----- DATASET EXTRACT -----

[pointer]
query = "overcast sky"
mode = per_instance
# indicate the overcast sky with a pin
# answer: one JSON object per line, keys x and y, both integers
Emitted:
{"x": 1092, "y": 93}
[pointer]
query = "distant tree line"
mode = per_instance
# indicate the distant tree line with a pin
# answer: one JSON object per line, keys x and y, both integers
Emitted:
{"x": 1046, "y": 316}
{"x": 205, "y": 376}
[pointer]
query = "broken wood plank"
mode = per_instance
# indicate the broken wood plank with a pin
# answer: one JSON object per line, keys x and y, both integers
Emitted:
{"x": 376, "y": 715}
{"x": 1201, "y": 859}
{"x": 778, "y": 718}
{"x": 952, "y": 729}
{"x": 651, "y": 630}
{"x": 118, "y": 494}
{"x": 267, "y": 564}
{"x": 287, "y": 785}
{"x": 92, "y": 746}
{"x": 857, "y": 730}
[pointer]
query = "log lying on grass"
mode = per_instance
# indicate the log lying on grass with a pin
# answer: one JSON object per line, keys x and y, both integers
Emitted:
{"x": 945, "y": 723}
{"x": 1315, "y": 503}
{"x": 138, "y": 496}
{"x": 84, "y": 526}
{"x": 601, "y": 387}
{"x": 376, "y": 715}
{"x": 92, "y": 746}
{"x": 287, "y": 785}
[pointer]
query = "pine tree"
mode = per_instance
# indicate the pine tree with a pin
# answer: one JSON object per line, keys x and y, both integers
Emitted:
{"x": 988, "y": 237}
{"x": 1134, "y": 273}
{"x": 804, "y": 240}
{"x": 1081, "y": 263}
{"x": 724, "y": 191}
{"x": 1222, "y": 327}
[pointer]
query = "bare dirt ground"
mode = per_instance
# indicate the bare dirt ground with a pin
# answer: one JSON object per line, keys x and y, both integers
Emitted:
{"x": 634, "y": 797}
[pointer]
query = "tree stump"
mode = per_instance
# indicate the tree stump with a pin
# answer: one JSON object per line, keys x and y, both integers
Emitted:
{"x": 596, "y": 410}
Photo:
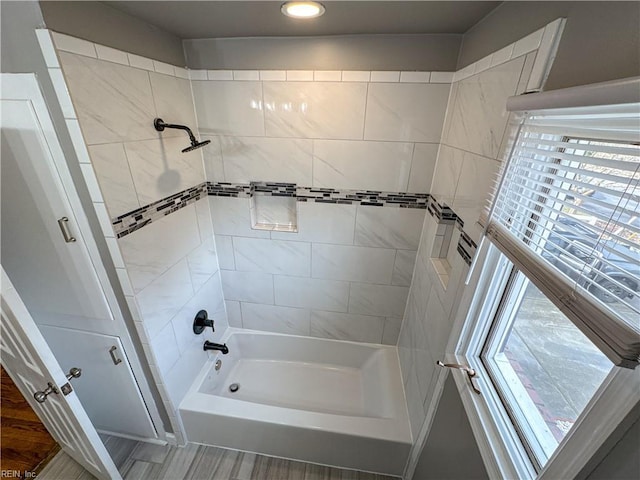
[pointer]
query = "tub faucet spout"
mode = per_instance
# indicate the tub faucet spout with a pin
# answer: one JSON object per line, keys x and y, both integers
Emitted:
{"x": 216, "y": 346}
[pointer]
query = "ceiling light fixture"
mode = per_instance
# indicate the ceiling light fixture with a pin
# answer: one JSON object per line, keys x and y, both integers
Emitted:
{"x": 302, "y": 9}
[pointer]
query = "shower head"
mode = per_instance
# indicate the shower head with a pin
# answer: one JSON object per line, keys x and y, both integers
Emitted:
{"x": 195, "y": 145}
{"x": 159, "y": 125}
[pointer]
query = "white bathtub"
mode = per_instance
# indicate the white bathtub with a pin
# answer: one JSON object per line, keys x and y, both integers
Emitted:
{"x": 322, "y": 401}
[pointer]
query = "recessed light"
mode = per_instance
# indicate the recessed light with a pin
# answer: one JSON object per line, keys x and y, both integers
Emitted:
{"x": 302, "y": 9}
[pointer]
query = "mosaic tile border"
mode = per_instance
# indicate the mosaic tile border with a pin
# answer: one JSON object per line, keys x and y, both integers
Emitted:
{"x": 140, "y": 217}
{"x": 136, "y": 219}
{"x": 321, "y": 195}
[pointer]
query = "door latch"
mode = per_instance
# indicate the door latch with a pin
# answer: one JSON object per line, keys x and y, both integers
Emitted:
{"x": 471, "y": 373}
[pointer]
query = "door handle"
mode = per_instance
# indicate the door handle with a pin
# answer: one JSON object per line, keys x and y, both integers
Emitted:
{"x": 74, "y": 373}
{"x": 471, "y": 373}
{"x": 63, "y": 223}
{"x": 41, "y": 396}
{"x": 114, "y": 357}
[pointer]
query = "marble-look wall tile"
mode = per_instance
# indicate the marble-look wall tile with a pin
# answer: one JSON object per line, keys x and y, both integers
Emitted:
{"x": 116, "y": 184}
{"x": 165, "y": 349}
{"x": 478, "y": 116}
{"x": 383, "y": 300}
{"x": 345, "y": 326}
{"x": 212, "y": 156}
{"x": 314, "y": 109}
{"x": 150, "y": 251}
{"x": 322, "y": 223}
{"x": 403, "y": 267}
{"x": 294, "y": 321}
{"x": 253, "y": 287}
{"x": 249, "y": 159}
{"x": 423, "y": 165}
{"x": 114, "y": 102}
{"x": 475, "y": 185}
{"x": 203, "y": 215}
{"x": 272, "y": 256}
{"x": 224, "y": 247}
{"x": 414, "y": 403}
{"x": 447, "y": 173}
{"x": 232, "y": 216}
{"x": 159, "y": 168}
{"x": 361, "y": 264}
{"x": 174, "y": 103}
{"x": 234, "y": 314}
{"x": 229, "y": 108}
{"x": 341, "y": 164}
{"x": 210, "y": 298}
{"x": 164, "y": 297}
{"x": 436, "y": 322}
{"x": 301, "y": 292}
{"x": 389, "y": 227}
{"x": 391, "y": 330}
{"x": 203, "y": 263}
{"x": 406, "y": 112}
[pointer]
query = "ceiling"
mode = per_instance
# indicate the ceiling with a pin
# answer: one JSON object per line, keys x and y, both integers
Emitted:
{"x": 215, "y": 19}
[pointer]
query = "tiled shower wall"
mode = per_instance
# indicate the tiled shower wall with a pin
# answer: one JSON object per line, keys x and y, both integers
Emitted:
{"x": 346, "y": 273}
{"x": 168, "y": 270}
{"x": 475, "y": 140}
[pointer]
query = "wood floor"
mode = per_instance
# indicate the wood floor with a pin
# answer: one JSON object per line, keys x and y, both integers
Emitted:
{"x": 25, "y": 442}
{"x": 143, "y": 461}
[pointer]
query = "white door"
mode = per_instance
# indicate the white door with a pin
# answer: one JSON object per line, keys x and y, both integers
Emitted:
{"x": 33, "y": 368}
{"x": 54, "y": 274}
{"x": 108, "y": 386}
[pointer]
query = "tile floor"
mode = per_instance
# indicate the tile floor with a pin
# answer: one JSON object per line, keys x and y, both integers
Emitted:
{"x": 144, "y": 461}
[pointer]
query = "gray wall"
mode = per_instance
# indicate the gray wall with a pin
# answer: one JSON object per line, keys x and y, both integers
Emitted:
{"x": 451, "y": 451}
{"x": 623, "y": 461}
{"x": 601, "y": 40}
{"x": 20, "y": 53}
{"x": 349, "y": 52}
{"x": 105, "y": 25}
{"x": 619, "y": 457}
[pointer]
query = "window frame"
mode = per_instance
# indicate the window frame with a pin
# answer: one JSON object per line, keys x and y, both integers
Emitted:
{"x": 503, "y": 452}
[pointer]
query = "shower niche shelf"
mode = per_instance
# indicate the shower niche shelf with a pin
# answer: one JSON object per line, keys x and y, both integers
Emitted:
{"x": 274, "y": 207}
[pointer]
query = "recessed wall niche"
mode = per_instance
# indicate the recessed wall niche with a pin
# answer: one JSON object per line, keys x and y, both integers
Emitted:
{"x": 274, "y": 207}
{"x": 440, "y": 252}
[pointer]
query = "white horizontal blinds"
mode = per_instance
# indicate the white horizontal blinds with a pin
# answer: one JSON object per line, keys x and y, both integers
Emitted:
{"x": 568, "y": 214}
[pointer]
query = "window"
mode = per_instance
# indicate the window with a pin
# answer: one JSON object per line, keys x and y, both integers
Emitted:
{"x": 553, "y": 328}
{"x": 544, "y": 369}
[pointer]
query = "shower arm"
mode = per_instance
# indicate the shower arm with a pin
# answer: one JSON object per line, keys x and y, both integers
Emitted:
{"x": 160, "y": 125}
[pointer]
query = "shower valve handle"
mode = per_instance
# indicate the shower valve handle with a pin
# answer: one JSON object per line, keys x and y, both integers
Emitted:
{"x": 201, "y": 321}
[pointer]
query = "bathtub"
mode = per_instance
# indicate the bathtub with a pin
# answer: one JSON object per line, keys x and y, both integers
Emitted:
{"x": 321, "y": 401}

-----

* [GOAL]: Which lines of the records above contain the string "distant", with case counting? Show each such line.

* [OUTPUT FOR THIS EXERCISE]:
query = "distant tree line"
# indicate the distant tree line with a pin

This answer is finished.